#### Stored data ####
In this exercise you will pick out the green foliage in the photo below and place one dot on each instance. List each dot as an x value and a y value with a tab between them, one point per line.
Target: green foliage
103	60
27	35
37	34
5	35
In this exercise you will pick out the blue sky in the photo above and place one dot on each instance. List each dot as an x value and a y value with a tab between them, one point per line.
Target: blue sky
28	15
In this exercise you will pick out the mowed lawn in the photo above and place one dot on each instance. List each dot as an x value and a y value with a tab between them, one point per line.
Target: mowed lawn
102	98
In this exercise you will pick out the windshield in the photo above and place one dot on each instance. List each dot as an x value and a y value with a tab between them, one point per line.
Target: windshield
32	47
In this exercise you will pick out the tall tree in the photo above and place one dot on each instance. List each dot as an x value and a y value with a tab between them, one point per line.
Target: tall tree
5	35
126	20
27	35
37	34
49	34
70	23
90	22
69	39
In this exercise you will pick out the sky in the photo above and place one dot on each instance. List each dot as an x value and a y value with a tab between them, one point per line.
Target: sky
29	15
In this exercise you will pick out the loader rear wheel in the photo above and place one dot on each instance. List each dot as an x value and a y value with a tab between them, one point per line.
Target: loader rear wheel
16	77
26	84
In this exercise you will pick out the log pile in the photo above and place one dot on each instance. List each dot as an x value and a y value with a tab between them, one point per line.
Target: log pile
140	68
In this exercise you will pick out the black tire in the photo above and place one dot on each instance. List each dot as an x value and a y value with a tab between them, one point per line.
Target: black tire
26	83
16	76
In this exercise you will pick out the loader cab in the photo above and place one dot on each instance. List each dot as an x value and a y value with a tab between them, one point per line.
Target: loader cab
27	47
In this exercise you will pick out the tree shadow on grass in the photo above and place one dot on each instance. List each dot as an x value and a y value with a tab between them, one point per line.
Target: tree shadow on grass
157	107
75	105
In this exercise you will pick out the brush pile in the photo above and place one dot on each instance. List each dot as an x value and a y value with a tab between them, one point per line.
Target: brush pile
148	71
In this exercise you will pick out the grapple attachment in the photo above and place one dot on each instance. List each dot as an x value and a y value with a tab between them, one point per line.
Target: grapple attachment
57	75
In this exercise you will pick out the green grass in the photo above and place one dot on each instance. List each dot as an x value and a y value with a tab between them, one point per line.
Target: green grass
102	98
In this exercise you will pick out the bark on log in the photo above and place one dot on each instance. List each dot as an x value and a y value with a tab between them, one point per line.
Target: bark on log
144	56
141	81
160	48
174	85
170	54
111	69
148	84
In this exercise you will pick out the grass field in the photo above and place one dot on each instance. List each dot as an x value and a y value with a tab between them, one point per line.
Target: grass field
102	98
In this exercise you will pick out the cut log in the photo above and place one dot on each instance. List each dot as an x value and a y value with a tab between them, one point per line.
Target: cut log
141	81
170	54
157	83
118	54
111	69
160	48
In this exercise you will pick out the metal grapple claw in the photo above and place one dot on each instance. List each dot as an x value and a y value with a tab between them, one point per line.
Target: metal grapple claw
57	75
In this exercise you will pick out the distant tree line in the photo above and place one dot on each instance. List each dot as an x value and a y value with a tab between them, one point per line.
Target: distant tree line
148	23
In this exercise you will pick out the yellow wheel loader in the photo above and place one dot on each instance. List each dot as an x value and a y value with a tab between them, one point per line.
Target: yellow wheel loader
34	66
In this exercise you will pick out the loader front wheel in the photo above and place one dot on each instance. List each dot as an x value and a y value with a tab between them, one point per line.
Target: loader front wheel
####
#### Stored data ####
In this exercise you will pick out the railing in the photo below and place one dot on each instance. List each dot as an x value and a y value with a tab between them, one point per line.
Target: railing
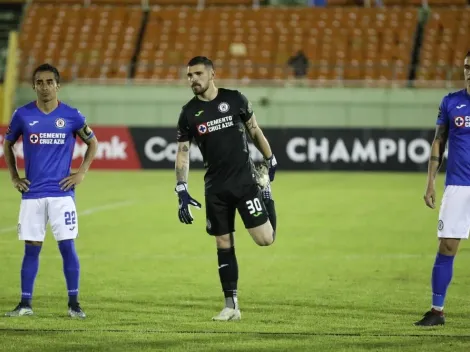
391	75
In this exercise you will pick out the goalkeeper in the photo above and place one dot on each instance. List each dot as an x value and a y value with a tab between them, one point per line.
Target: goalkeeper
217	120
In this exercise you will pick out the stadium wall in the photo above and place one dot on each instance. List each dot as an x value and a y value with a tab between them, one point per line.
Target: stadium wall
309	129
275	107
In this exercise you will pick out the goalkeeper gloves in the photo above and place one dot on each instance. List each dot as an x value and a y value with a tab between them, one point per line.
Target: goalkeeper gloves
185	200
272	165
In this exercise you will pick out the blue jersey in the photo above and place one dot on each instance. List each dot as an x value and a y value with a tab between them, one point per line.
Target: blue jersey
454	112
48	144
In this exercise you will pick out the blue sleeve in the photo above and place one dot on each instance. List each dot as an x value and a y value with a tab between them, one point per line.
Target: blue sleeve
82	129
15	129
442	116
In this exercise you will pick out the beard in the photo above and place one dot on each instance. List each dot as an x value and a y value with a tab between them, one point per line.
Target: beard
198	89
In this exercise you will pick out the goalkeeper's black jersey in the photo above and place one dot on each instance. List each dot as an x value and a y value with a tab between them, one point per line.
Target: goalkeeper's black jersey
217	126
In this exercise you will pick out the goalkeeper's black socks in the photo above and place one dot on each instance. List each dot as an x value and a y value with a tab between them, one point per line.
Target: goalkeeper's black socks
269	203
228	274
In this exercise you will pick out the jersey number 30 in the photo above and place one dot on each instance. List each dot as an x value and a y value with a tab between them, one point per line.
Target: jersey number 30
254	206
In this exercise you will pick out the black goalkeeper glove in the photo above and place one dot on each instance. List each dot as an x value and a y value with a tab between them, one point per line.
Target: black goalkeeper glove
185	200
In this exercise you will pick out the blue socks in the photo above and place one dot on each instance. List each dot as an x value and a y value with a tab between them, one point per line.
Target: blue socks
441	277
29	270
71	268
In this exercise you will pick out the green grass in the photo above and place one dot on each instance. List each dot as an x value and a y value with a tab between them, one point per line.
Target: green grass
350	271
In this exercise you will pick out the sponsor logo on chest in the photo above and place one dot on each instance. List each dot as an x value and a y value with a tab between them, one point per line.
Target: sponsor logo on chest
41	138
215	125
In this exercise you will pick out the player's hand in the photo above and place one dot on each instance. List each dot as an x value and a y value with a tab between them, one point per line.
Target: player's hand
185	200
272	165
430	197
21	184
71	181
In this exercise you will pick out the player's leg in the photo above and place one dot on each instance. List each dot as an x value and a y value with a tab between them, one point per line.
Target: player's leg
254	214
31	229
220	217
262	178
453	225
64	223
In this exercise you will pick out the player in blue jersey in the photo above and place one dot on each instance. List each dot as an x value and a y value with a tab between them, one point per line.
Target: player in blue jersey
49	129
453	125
####
Directions for this task » Revise the records starting with the line with "In this exercise you will pick out the yellow" and going on through the line with "Target: loader front wheel". Give only those lines again, with "instance" changed to "occurrence" and nothing else altered.

Written solution »
In this exercise you will pick out the yellow wheel loader in the photo above and place one dot on each occurrence. List each dot as an x value and a y value with a tab between them, one point per line.
Target: yellow wheel loader
34	66
In this exercise you will pick out the loader front wheel in the photo above and place one dot on each occurrence. List each dot as an x value and a y value with a tab between them, one point per line.
Target: loader front wheel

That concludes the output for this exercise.